### EXERCISES TO COMPLETE
[A] Say whether each statement agrees with the article on the NICE guidance. Answer yes or no for each, and quote the deciding words of the article exactly. (i) NICE says teenagers should have free access to condoms in places such as schools. (ii) The Department of Health implemented the proposal NICE made four years ago. (iii) Roger Goss speaks for the Family Education Trust.
[B] Rewrite the stretch of the article on the NICE guidance from "But critics say" through "the first time.", switching "morning-after pill" to "emergency contraceptive pill" wherever it occurs.

Teenage girls should be allowed to stockpile the morning-after pill – which can cause an early stage abortion – under new guidance for the NHS.
But critics say the recommendation will promote “promiscuity”.
The National Institute for Health and Care Excellence (NICE) also says teenagers should have free and easy access to condoms in places such as “schools, colleges and youth clubs”.
Josephine Quintavalle, of Comment on Reproductive Ethics, said the guidance is “really worrying and deeply unwise”.
And Roger Goss, from Patient Concern, said: “It seems like a way of promoting promiscuity.”
Norman Wells of the Family Education Trust said: “It is all part of a mix encouraging them to take a more casual attitude to sex and exposing them to increased risk of sexually transmitted infections and emotional harm.”
The NICE guidance also recommended that school nurses and pharmacists be able to dispense the morning-after pill free of charge.
This would give women access to the morning-after pill in bulk on the NHS for the first time.
NICE recommended the move four years ago, but the Department of Health said it is “better to use a regular method of contraception” and did not implement the proposal.
Professor Mike Kelly, Director of the Centre for Public Health at NICE dismissed the concerns about stockpiling, saying girls would only be allowed the morning-after pill in advance if they were using contraception with a high “user failure” rate.

### PROVIDED INFORMATION
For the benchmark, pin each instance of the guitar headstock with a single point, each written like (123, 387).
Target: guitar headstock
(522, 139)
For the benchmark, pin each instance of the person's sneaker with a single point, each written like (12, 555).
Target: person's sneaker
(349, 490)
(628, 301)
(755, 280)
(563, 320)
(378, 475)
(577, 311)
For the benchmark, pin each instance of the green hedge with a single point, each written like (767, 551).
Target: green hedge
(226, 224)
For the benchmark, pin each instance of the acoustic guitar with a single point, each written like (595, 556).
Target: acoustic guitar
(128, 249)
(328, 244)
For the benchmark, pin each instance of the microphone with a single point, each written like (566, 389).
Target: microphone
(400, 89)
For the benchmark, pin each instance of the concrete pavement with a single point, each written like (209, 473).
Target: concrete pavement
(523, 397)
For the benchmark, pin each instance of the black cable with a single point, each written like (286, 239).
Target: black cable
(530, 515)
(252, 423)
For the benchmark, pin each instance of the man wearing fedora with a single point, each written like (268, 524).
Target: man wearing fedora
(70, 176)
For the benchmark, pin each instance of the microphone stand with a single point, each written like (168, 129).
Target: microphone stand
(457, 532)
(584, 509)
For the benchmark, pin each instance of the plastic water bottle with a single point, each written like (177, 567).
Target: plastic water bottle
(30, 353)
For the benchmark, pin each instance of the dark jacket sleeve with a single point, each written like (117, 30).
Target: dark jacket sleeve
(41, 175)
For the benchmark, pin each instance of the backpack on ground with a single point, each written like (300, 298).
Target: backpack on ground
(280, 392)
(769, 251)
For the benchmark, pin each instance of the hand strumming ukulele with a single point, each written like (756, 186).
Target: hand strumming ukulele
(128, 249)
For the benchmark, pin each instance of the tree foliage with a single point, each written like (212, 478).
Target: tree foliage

### TASK-BY-TASK SOLUTIONS
[A]
(i) Yes: "teenagers should have free and easy access to condoms in places such as “schools, colleges and youth clubs”"
(ii) No: "did not implement the proposal"
(iii) No: "Roger Goss, from Patient Concern"

[B]
But critics say the recommendation will promote “promiscuity”.
The National Institute for Health and Care Excellence (NICE) also says teenagers should have free and easy access to condoms in places such as “schools, colleges and youth clubs”.
Josephine Quintavalle, of Comment on Reproductive Ethics, said the guidance is “really worrying and deeply unwise”.
And Roger Goss, from Patient Concern, said: “It seems like a way of promoting promiscuity.”
Norman Wells of the Family Education Trust said: “It is all part of a mix encouraging them to take a more casual attitude to sex and exposing them to increased risk of sexually transmitted infections and emotional harm.”
The NICE guidance also recommended that school nurses and pharmacists be able to dispense the emergency contraceptive pill free of charge.
This would give women access to the emergency contraceptive pill in bulk on the NHS for the first time.